* Quoted passage *
Reputation: 69
I have a RDD of this form:
org.apache.spark.rdd.RDD[(String, Int, Array[String])]
This is the first element of the RDD:
(001, 5, Array(a, b, c))
And I want to split that list on several columns, as it is separated by commas, the expected output would be:
(001, 5, a, b, c)
Any help?
SOLUTION:
I finally resolved the problem: What I did was compose the array in a entire string with: mkstring(",") and then, converted the rdd to dataframe. With that, I was able to split the string in columns with the method withColumns
Upvotes: 1
Views: 1751
Reputation: 13985
If you have something like this,
RDD[(String, Int, List[String])]
In general you should not try to generate an RDD with elements of that List as columns.
The reason being the fact that Scala is a Strictly Typed language and your RDD[T]
needs to be a RDD
of type T
.
Now lets say your RDD only had following two "rows" (elements) with lists of different lengths,
("001", 5, List("a", "b", "c"))
("002", 5, List("a", "b", "c", "d"))
Now as you can see... that the first row will need a RDD[(String, Int, String, String, String)]
but the second will need a RDD[(String, Int, String, String, String, String)]
.
This will result in the generated RDD to think of its type as Any
and you will have an RDD[Any]
. And this Any
type will further restrict you in doing things because of Erasure
at run-time.
But the special case where, you can do this without problem is - if you know that each list has known and same
length (lets say 3 in this case),
val yourRdd = rdd.map({
case (s, i, s1 :: s2 :: s3 :: _) => (s, i, s1, s2, s3)
})
Now... If it is not this special case and your lists can have different unknown sizes... and if even you want to do that... converting a list of unspecified length to tuple is not an easy thing to do. At least, I can not think of any easy way to do that.
And I will advise you to avoid trying to do that without a very very solid reason.
Upvotes: 1
Reputation: 1082
I think you just need to get values from the list one by one and put them into a tuple. Try this
val result = RDD.map(x => (x._1, x._2, x._3(0), x._3(1), x._3(2)))
Upvotes: 1

* Directive *
From the thread on splitting an RDD array into columns, extract word for word the passage that begins at "This will result" and stops after "at run-time.".

* Excerpted records *
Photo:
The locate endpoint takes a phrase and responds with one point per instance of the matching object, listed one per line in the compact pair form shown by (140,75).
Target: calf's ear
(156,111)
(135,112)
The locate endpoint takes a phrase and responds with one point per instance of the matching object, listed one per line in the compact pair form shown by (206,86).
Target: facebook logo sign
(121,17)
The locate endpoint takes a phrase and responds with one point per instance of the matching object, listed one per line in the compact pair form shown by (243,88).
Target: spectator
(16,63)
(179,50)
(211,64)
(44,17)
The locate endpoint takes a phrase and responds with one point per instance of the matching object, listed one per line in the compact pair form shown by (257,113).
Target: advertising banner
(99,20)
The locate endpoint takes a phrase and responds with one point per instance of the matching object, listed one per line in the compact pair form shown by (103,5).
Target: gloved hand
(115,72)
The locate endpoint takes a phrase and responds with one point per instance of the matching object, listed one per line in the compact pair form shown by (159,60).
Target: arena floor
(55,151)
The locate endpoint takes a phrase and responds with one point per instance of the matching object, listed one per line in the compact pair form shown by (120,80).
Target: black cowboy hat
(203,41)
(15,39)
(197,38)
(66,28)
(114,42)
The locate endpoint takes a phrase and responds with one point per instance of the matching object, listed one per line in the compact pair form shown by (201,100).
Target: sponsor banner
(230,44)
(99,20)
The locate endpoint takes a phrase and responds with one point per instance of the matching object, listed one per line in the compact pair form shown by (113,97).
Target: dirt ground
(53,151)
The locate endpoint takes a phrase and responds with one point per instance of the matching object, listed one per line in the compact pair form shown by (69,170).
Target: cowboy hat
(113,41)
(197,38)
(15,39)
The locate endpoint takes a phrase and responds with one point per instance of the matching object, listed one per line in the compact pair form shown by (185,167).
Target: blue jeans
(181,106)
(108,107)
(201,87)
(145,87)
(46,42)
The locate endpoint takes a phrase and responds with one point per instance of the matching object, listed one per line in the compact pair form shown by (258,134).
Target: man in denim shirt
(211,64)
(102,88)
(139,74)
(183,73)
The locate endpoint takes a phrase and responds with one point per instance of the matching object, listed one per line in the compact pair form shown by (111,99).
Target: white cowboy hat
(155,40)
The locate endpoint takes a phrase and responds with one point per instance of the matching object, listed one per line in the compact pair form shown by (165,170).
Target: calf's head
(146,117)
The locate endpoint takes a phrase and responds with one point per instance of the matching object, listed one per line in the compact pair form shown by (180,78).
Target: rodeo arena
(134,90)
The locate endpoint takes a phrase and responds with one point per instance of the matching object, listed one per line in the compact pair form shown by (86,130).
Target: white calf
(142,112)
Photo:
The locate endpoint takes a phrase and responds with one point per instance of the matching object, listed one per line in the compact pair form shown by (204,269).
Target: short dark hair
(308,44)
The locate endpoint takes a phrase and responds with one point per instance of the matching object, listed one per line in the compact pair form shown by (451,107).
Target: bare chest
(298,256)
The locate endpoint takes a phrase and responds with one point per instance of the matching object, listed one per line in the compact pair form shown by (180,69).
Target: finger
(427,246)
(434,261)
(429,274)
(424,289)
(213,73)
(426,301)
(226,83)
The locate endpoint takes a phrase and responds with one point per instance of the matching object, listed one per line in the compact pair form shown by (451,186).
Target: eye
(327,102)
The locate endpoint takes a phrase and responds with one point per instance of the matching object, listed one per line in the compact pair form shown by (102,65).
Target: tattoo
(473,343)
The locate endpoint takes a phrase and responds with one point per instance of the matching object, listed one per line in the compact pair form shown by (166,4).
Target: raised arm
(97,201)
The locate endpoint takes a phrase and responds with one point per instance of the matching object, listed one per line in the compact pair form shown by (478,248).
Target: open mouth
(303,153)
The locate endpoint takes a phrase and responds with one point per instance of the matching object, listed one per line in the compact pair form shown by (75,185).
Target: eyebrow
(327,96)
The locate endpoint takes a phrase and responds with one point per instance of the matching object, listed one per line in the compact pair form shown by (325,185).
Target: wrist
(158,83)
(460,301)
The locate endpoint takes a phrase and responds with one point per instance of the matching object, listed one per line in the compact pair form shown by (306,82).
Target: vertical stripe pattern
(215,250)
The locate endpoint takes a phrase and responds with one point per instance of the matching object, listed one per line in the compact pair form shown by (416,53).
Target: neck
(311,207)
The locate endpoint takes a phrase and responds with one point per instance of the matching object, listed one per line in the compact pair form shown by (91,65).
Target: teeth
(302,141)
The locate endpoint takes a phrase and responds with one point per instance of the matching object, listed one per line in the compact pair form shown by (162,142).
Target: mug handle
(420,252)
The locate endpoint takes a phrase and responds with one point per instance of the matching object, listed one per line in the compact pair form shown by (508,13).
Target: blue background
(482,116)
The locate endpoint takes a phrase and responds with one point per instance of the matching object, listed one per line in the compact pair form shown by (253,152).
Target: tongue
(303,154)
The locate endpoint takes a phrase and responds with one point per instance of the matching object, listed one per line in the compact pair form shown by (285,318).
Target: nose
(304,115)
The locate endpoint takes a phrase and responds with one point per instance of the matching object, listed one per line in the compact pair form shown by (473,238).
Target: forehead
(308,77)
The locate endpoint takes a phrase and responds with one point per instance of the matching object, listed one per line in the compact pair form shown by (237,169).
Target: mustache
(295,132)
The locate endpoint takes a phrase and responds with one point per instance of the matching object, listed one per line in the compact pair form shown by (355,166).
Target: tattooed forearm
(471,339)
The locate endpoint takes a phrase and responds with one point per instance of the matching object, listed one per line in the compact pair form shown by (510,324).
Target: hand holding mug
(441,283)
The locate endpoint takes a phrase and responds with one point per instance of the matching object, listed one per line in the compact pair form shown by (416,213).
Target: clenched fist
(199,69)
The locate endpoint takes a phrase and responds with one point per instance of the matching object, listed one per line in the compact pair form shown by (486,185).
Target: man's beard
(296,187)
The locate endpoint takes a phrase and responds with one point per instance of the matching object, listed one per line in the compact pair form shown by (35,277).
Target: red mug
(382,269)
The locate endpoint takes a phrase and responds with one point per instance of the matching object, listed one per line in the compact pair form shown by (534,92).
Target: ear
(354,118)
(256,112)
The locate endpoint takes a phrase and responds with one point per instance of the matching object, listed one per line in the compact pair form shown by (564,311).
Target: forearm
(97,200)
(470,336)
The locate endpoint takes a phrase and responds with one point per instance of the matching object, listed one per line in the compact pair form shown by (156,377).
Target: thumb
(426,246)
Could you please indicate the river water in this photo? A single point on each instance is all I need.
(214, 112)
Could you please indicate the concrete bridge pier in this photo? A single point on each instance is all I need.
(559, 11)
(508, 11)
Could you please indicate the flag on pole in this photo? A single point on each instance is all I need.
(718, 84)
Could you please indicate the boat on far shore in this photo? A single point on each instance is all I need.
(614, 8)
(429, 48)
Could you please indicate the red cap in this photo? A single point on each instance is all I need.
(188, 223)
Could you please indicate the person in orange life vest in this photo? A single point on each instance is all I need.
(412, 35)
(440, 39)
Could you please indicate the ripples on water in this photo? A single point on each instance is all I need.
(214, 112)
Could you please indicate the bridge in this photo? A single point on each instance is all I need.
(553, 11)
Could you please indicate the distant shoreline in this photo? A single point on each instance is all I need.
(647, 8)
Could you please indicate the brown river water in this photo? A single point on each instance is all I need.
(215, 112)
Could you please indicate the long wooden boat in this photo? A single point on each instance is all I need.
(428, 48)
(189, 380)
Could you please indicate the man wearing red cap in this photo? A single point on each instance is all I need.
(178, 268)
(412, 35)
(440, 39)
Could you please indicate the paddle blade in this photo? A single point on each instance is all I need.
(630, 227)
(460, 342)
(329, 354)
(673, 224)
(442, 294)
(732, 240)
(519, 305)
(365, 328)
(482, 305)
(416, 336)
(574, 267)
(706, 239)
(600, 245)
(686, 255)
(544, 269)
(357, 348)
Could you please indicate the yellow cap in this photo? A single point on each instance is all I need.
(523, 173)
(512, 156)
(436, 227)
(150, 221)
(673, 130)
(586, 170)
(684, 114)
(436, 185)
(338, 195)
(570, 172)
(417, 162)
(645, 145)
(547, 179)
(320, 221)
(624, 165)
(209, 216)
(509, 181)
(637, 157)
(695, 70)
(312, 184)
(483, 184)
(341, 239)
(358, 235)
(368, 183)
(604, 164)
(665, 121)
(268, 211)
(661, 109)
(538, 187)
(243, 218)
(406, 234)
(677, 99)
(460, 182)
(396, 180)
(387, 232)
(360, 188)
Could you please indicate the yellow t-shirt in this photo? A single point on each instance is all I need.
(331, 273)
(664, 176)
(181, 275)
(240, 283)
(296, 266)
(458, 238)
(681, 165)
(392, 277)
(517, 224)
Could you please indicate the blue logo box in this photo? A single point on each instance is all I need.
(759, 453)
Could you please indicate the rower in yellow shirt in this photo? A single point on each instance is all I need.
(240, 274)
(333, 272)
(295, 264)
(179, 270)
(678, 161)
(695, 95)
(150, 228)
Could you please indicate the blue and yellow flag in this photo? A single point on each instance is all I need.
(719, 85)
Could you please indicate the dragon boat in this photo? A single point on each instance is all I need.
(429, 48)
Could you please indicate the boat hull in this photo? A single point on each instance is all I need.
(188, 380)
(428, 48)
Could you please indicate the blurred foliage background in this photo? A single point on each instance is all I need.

* Solution *
This will result in the generated RDD to think of its type as Any
and you will have an RDD[Any]
. And this Any
type will further restrict you in doing things because of Erasure
at run-time.